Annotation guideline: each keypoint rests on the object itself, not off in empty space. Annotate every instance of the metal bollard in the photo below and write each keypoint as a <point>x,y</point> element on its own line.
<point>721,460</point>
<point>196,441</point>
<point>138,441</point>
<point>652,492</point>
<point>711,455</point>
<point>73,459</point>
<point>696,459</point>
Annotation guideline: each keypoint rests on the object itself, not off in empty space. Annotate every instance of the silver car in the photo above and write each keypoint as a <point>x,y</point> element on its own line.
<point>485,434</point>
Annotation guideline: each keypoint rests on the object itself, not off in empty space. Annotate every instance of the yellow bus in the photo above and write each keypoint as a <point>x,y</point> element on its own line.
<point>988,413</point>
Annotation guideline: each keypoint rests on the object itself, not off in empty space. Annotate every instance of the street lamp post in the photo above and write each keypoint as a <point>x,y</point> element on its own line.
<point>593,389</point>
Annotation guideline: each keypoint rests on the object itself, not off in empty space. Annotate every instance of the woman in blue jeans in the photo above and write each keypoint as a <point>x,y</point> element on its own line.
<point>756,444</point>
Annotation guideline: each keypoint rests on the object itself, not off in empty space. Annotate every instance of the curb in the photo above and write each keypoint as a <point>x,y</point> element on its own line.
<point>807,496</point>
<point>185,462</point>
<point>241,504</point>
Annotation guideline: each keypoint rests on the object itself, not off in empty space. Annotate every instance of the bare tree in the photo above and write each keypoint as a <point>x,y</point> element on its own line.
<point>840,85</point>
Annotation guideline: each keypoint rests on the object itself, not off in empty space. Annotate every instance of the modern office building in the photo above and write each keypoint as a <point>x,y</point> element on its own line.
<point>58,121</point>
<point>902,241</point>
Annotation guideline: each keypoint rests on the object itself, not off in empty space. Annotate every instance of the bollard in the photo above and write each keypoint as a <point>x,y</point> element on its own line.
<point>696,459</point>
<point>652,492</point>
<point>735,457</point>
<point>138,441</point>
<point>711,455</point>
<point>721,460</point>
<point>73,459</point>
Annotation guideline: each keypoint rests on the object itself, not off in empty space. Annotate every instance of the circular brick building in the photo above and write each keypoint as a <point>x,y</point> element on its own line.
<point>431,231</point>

####

JOB
Extract verbatim from the material above every line from the one containing "of the bare" through the one containing "<point>902,241</point>", both included, and output only those lines.

TASK ANSWER
Annotation guideline: each keypoint rests on the object itself, not off in empty space. Annotate every instance of the bare tree in the photo above and write each keypoint as a <point>x,y</point> element on its own line.
<point>840,85</point>
Annotation guideline: each keypoint rests on the object itself, not off in empty space. Annotate every instance of the modern office building in the photo above and write each keypoint as a <point>x,y</point> element on its own line.
<point>58,121</point>
<point>902,241</point>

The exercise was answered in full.